What you are asked to do =>
Copy out all of the rows below in full, requests included, and offset every x and y coordinate in the answers by adding -125.

Some rows:
+-------+

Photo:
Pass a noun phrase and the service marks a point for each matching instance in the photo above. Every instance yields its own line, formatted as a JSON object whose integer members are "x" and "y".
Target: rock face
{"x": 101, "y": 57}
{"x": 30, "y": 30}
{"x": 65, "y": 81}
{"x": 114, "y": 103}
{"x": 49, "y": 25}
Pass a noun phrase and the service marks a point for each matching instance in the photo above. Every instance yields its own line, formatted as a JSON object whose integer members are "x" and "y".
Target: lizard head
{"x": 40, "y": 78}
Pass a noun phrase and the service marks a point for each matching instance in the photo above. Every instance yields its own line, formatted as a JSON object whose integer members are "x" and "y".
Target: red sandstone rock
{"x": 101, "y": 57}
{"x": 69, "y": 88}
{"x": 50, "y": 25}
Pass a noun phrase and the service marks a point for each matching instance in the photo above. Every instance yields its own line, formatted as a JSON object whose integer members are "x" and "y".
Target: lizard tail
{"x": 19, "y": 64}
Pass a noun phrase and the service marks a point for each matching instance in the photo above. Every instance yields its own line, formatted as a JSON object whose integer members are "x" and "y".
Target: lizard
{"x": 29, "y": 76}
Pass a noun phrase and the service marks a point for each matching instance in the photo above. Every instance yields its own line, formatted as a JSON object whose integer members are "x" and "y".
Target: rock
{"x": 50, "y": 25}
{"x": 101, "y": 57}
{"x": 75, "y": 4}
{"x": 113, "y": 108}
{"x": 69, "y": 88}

+-------+

Result for this exercise =>
Photo:
Pass a noun phrase and the service marks a point for each matching instance in the photo above. Every instance yields its own line, formatted as a JSON object whose integer members are "x" and "y".
Target: rock face
{"x": -24, "y": -68}
{"x": -95, "y": -95}
{"x": -60, "y": -44}
{"x": -11, "y": -22}
{"x": -76, "y": -100}
Pass a noun phrase and the service marks a point for each matching instance in the photo above. Every instance yields its own line, formatted as a JSON object whose integer members are "x" and "y".
Target: lizard head
{"x": -85, "y": -47}
Pass a noun phrase and the service marks a point for each matching instance in the photo above. Every instance yields its own line, formatted as a JSON object whose integer members are "x" and "y".
Target: red sandstone rock
{"x": -24, "y": -68}
{"x": -56, "y": -37}
{"x": -75, "y": -100}
Pass a noun phrase and the service marks a point for each matching instance in the photo above. Every instance yields its own line, formatted as a JSON object whose integer members are "x" and "y".
Target: lizard tail
{"x": -106, "y": -61}
Pass a noun phrase and the service marks a point for each matching instance in the photo above. Every instance yields its own line, formatted as a JSON object whose integer members are "x" and "y".
Target: lizard
{"x": -96, "y": -49}
Pass a noun phrase and the service marks a point for each matching instance in the photo above. Every instance yields its own line, formatted as a JSON object whose integer members are "x" and "y".
Target: rock
{"x": -75, "y": -100}
{"x": -24, "y": -68}
{"x": -50, "y": -121}
{"x": -12, "y": -17}
{"x": -56, "y": -37}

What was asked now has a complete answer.